Exercise aim:
Could the listing below be reproduced exactly, minus its pictures?

____

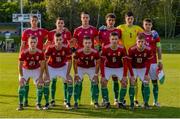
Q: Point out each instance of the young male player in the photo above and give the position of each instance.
(59, 63)
(42, 35)
(86, 61)
(139, 57)
(113, 63)
(153, 41)
(104, 38)
(129, 34)
(66, 35)
(31, 64)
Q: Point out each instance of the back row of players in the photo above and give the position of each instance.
(121, 49)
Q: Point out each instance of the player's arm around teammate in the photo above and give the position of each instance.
(86, 61)
(31, 64)
(59, 64)
(113, 63)
(139, 57)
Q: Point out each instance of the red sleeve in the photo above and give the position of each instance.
(129, 62)
(148, 61)
(102, 64)
(125, 67)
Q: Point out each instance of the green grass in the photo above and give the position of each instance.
(169, 95)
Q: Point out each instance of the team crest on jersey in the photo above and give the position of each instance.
(145, 54)
(37, 57)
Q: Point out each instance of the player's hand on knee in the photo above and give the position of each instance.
(103, 81)
(132, 80)
(95, 79)
(146, 79)
(22, 81)
(77, 78)
(124, 81)
(69, 79)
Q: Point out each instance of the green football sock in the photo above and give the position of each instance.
(131, 95)
(116, 89)
(21, 92)
(155, 92)
(136, 90)
(69, 92)
(122, 94)
(26, 92)
(105, 95)
(65, 91)
(142, 91)
(146, 93)
(95, 92)
(39, 94)
(80, 90)
(46, 93)
(76, 92)
(53, 88)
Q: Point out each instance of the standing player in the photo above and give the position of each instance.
(31, 64)
(66, 35)
(104, 35)
(84, 30)
(113, 57)
(129, 34)
(139, 57)
(153, 41)
(42, 35)
(59, 64)
(86, 61)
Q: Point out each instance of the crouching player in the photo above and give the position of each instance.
(31, 65)
(86, 61)
(139, 57)
(113, 63)
(59, 63)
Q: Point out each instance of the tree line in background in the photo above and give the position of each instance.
(164, 13)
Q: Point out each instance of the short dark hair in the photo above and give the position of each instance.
(34, 16)
(57, 34)
(147, 20)
(129, 14)
(141, 36)
(86, 37)
(114, 34)
(59, 18)
(84, 12)
(110, 15)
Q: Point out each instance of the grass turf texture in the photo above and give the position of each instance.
(169, 96)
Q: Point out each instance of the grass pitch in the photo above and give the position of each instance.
(169, 96)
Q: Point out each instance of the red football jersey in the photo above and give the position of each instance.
(31, 61)
(58, 58)
(151, 41)
(86, 60)
(80, 32)
(40, 33)
(66, 35)
(105, 34)
(139, 58)
(113, 58)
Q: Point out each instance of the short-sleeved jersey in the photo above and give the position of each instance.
(80, 32)
(40, 33)
(129, 34)
(113, 58)
(31, 61)
(104, 35)
(66, 35)
(86, 60)
(57, 58)
(151, 41)
(139, 58)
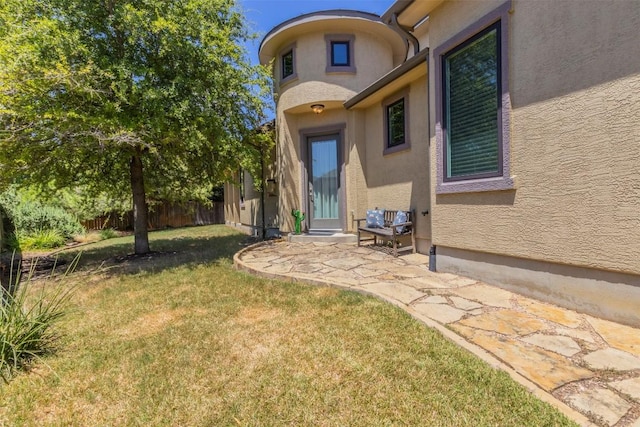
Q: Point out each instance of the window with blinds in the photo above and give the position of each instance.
(471, 97)
(395, 123)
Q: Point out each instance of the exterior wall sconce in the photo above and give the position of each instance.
(317, 108)
(272, 187)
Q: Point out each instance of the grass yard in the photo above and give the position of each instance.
(181, 339)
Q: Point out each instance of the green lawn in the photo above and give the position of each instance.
(181, 339)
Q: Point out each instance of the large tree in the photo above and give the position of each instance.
(152, 98)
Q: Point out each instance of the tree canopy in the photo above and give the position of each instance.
(150, 98)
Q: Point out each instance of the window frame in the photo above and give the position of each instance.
(402, 95)
(290, 49)
(491, 181)
(349, 40)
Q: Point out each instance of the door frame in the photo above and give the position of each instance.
(305, 134)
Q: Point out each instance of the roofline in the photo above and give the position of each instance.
(392, 75)
(396, 8)
(332, 12)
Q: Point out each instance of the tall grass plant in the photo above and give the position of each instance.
(27, 320)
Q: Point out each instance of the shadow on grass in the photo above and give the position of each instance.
(169, 249)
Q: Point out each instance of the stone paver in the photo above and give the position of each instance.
(630, 386)
(439, 312)
(601, 402)
(552, 313)
(404, 294)
(506, 322)
(576, 333)
(558, 344)
(486, 295)
(611, 358)
(590, 364)
(465, 304)
(435, 299)
(618, 336)
(547, 369)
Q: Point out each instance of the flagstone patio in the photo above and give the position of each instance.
(587, 367)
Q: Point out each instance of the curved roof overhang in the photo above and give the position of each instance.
(410, 12)
(391, 82)
(338, 20)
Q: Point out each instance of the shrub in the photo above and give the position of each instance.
(108, 233)
(27, 321)
(32, 217)
(41, 239)
(38, 225)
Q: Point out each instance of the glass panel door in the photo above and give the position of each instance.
(324, 183)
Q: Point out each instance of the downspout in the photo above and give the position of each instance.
(405, 34)
(262, 202)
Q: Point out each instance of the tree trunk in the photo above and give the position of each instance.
(139, 205)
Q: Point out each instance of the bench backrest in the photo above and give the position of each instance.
(390, 215)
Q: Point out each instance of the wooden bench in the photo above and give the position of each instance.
(389, 231)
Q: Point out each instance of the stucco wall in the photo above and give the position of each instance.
(574, 84)
(400, 180)
(373, 58)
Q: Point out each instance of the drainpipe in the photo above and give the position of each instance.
(406, 35)
(432, 258)
(262, 203)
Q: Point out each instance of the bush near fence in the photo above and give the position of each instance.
(163, 215)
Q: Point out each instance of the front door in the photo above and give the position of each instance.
(324, 183)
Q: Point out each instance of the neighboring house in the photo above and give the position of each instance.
(249, 208)
(243, 205)
(512, 128)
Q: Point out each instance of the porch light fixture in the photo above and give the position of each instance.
(317, 108)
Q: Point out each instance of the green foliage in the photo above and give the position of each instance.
(85, 87)
(27, 321)
(39, 223)
(108, 233)
(41, 239)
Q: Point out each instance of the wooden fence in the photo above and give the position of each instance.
(162, 216)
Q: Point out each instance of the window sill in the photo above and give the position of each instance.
(340, 69)
(477, 185)
(289, 79)
(397, 149)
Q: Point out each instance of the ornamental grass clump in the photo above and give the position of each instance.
(27, 319)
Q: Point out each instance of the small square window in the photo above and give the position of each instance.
(340, 58)
(340, 54)
(396, 122)
(395, 126)
(287, 64)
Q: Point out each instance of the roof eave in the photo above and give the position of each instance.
(388, 78)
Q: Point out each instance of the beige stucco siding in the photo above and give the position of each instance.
(400, 180)
(575, 139)
(373, 58)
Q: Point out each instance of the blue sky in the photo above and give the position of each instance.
(263, 15)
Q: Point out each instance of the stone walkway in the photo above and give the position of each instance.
(587, 367)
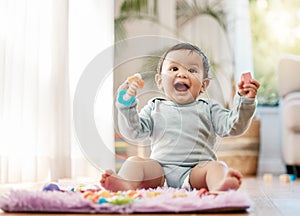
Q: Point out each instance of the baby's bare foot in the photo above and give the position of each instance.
(231, 181)
(111, 181)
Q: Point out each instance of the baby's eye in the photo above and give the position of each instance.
(174, 69)
(192, 70)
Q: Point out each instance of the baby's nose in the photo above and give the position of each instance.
(182, 73)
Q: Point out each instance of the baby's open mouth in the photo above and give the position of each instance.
(181, 87)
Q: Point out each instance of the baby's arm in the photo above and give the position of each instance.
(248, 86)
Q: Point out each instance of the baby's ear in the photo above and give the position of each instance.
(158, 81)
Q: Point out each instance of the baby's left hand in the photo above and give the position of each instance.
(248, 89)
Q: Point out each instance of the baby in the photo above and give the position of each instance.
(181, 127)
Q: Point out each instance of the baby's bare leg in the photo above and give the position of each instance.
(215, 176)
(136, 173)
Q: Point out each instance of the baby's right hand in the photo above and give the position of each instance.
(131, 85)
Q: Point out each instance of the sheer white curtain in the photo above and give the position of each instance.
(44, 48)
(34, 91)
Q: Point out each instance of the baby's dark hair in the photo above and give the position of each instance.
(185, 46)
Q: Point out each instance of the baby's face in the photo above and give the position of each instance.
(181, 76)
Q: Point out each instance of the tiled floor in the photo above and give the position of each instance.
(269, 199)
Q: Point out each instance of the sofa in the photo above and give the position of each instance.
(289, 91)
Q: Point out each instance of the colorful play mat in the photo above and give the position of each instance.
(52, 198)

____

Task solution:
Q: Point out each instance of the young male player in the photo above and give the position of each instance.
(59, 63)
(42, 35)
(86, 61)
(139, 57)
(113, 63)
(153, 41)
(104, 38)
(129, 34)
(66, 35)
(31, 64)
Q: Point out each instance of the back row of players in the photo above and give the position of each instance.
(121, 49)
Q: Point out each instance of the player's arm around teammate in the photo above and give the position of each instance.
(86, 61)
(31, 64)
(59, 64)
(113, 63)
(139, 57)
Q: Point out each instance of the red sleeve in the photo above and give the position of each instance.
(129, 62)
(148, 61)
(102, 64)
(125, 67)
Q: Point out each instance of the green grass in the photo above and give the position of each instance.
(169, 95)
Q: Point out each instance of the team crest on jersey in the photo above and give the position of each instance.
(145, 54)
(37, 57)
Q: Point out each instance of the player's hand on knee in the photo above and give the position of each instance.
(103, 81)
(132, 80)
(95, 79)
(146, 79)
(22, 81)
(77, 78)
(124, 81)
(69, 79)
Q: Point out each instance of the green football sock in the photo above and give the position of each instance.
(131, 95)
(116, 89)
(21, 92)
(155, 92)
(136, 90)
(69, 92)
(122, 94)
(26, 92)
(105, 95)
(65, 91)
(142, 91)
(146, 93)
(95, 92)
(39, 94)
(80, 90)
(46, 93)
(76, 92)
(53, 88)
Q: Point out each instance of the standing player in the photo above and give the position of each instance.
(31, 64)
(66, 35)
(104, 35)
(84, 30)
(113, 57)
(129, 34)
(139, 57)
(153, 41)
(42, 35)
(59, 64)
(86, 61)
Q: Point out each instance of the crouching player in the photo above and give the position of each instance.
(31, 65)
(86, 61)
(139, 57)
(113, 63)
(59, 63)
Q: Point out each instance of the tree line in background in the photo above and give the position of each instance.
(164, 13)
Q: Point out each instance of the short dark hair in the photo above and give the position of each instance.
(34, 16)
(57, 34)
(147, 20)
(129, 14)
(141, 36)
(86, 37)
(114, 34)
(59, 18)
(84, 12)
(110, 15)
Q: Point out each instance of the grass turf texture in the photo above and give the position of each instance.
(169, 96)
Q: Point out each instance of the grass pitch in the photo above and give the position of each instance.
(169, 96)
Q: Point out each instance of the red football jersey in the photo above and give the position of each instance.
(31, 61)
(58, 58)
(151, 41)
(86, 60)
(80, 32)
(40, 33)
(66, 35)
(105, 34)
(139, 58)
(113, 58)
Q: Point out each instance of the short-sleeved jersey in the photo above and give the position of each instance.
(80, 32)
(40, 33)
(129, 34)
(113, 58)
(31, 61)
(104, 35)
(66, 35)
(86, 60)
(57, 58)
(151, 41)
(139, 58)
Q: Point out each instance of the window with blinds in the photo above and give the position of each instance.
(471, 97)
(395, 123)
Q: Point out each instance of the exterior wall sconce in the photo above and give the position of each instance.
(317, 108)
(272, 187)
Q: Point out each instance of the grass yard in the photo above and give the position of each instance.
(181, 339)
Q: Point out each instance of the green lawn in the photo above and give the position of each instance.
(181, 339)
Q: Point out each instance of the large tree in the photo above and give the position of each instance.
(152, 98)
Q: Point out each instance of the tree canopy in the photo above and give the position of each instance.
(150, 98)
Q: Point out each instance of the window frame in the photo above and give the position of each instance.
(402, 95)
(290, 49)
(491, 181)
(349, 40)
Q: Point out each instance of the door frame in the photo above and give the position of each instance.
(305, 134)
Q: Point out each instance of the roofline in the photo above and give the position of each instance.
(392, 75)
(396, 8)
(332, 12)
Q: Point out each instance of the tall grass plant in the photo above and give the position of each instance.
(27, 320)
Q: Point out each instance of the shadow on grass in the photo above and give the position of each instance.
(169, 249)
Q: Point out each instance of the stone paver in the photo above and give the position of each instance.
(630, 386)
(439, 312)
(601, 402)
(552, 313)
(404, 294)
(506, 322)
(576, 333)
(558, 344)
(486, 295)
(611, 358)
(590, 364)
(465, 304)
(435, 299)
(618, 336)
(547, 369)
Q: Point out each instance of the flagstone patio in the photo above and give the position of each instance.
(587, 367)
Q: Point out each instance of the curved roof overhang in the photo above and give the position of each instance.
(410, 12)
(391, 82)
(338, 20)
Q: Point out each instance of the shrub in the photo above and give the position of each instance.
(108, 233)
(27, 321)
(32, 217)
(41, 239)
(38, 225)
Q: Point out each instance of the glass panel door in the photo above and give the position of each instance.
(324, 183)
Q: Point out each instance of the downspout in the photo above and give the position of each instance.
(405, 34)
(262, 202)
Q: Point out each instance of the tree trunk in the photo above and give the position of each instance.
(139, 205)
Q: Point out each instance of the bench backrest in the photo above and give the position of each instance.
(390, 215)
Q: Point out each instance of the wooden bench in the photo above and give the position of each instance.
(389, 231)
Q: Point out each instance of the stucco wall in the photo above and give the position of each instance.
(574, 84)
(400, 180)
(373, 58)
Q: Point out each instance of the drainpipe in the photo above and give the position of each instance.
(406, 35)
(432, 258)
(262, 203)
Q: Point out each instance of the bush near fence in the photo above and give the position of each instance.
(163, 215)
Q: Point out each instance of the front door in the photo above and give the position of each instance.
(324, 183)
Q: Point out each instance of the neighboring house in the photo above and give the position of each instance.
(249, 208)
(243, 205)
(512, 128)
Q: Point out each instance of the porch light fixture in the photo above and give the position of each instance.
(317, 108)
Q: Point out each instance of the green foliage in the photo above and give the position of each instance.
(85, 87)
(27, 321)
(39, 223)
(108, 233)
(41, 239)
Q: Point out each instance of the wooden fence in the photo above and give the position of each instance.
(162, 216)
Q: Point out each instance of the window sill in the photo above and give the position of each instance.
(340, 69)
(477, 185)
(289, 79)
(397, 149)
Q: Point out each instance of the ornamental grass clump in the photo above and give the position of each instance.
(27, 319)
Q: Point out each instance of the small square window in the photo above and give the position of each instance.
(340, 58)
(340, 54)
(396, 122)
(395, 126)
(287, 64)
Q: Point out each instance of the roof eave in the photo above and give the position of each instance.
(388, 78)
Q: Point out each instance of the beige stucco siding in the photo above and give the position of each instance.
(400, 180)
(575, 139)
(373, 58)
Q: Point out each instance of the blue sky in the photo above and give the position of each instance.
(263, 15)
Q: Point out each instance of the stone walkway in the photo above and give the position of each instance.
(587, 367)
Q: Point out each instance of the baby's bare foot in the photo above and give the position of each instance.
(231, 181)
(111, 181)
Q: Point out each instance of the baby's eye in the photo above and give the position of each instance.
(174, 69)
(192, 70)
Q: Point out each instance of the baby's nose in the photo above and give the position of each instance.
(182, 73)
Q: Point out each instance of the baby's open mouth in the photo above and give the position of each instance.
(181, 87)
Q: Point out each instance of the baby's arm in the photo above and give the position of each instance.
(248, 86)
Q: Point out each instance of the baby's ear in the photo above and give the position of each instance.
(158, 81)
Q: Point out each instance of the baby's left hand in the photo above and give the position of each instance.
(248, 89)
Q: Point out each instance of the baby in the photo above and give the position of each instance.
(181, 127)
Q: Point out each instance of the baby's bare leg in the photo above and give the position of each instance.
(215, 176)
(136, 173)
Q: Point out each instance of the baby's right hand in the photo above and give the position of each instance.
(131, 85)
Q: Point out each instance of the sheer white curtain in the photo above and give the position of each instance.
(44, 48)
(34, 91)
Q: Point out each instance of the baby's dark hair in the photo above and give the position of each instance.
(185, 46)
Q: Point out each instance of the baby's face in the photo above and give the position of each instance.
(181, 76)
Q: Point out each instance of the tiled floor in the photo above and give the position of each instance.
(269, 199)
Q: Point out each instance of the sofa in the photo above and give the position of each instance.
(289, 91)
Q: Point out each instance of the colorful play mat in the photo above and give the position of each instance.
(52, 198)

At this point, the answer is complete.